(DATA FOR ANALYSIS Opens)

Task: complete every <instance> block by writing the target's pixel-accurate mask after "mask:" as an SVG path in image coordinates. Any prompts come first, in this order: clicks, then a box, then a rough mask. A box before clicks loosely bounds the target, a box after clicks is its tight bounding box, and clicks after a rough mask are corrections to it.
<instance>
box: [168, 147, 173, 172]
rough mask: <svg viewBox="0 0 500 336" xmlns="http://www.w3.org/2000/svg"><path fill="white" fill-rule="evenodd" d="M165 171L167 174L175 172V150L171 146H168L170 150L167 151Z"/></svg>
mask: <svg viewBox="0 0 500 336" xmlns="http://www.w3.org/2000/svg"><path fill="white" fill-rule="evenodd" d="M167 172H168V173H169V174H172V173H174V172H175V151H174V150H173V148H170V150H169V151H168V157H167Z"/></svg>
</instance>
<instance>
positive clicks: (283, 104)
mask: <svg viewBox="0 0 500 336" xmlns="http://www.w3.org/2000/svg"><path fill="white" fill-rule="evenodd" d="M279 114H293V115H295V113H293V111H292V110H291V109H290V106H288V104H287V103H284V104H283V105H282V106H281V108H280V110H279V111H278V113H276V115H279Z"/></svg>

(DATA FOR ANALYSIS Closes)

- WHAT YOU SHOULD DO: Every line of the listing is to be returned unchanged.

- TASK SOLUTION:
Task: complete every <instance> block by writing the target's pixel-accurate mask after "mask:" as an SVG path in image coordinates. Any prompts come first, in this order: clicks, then a box, then a rough mask. A box before clicks loosely bounds the target, a box after clicks is its tight bounding box, and clicks after a rough mask are corrections to it.
<instance>
box: [168, 147, 173, 172]
rough mask: <svg viewBox="0 0 500 336" xmlns="http://www.w3.org/2000/svg"><path fill="white" fill-rule="evenodd" d="M165 171L167 174L175 172V150L171 146H168L170 150L167 151Z"/></svg>
mask: <svg viewBox="0 0 500 336" xmlns="http://www.w3.org/2000/svg"><path fill="white" fill-rule="evenodd" d="M167 172H168V173H169V174H172V173H174V172H175V151H174V150H173V148H170V150H169V151H168V157H167Z"/></svg>
</instance>
<instance>
positive clicks: (283, 104)
mask: <svg viewBox="0 0 500 336" xmlns="http://www.w3.org/2000/svg"><path fill="white" fill-rule="evenodd" d="M279 114H293V115H295V113H293V111H292V110H291V109H290V106H288V104H287V103H284V104H283V105H282V106H281V108H280V110H279V111H278V113H276V115H279Z"/></svg>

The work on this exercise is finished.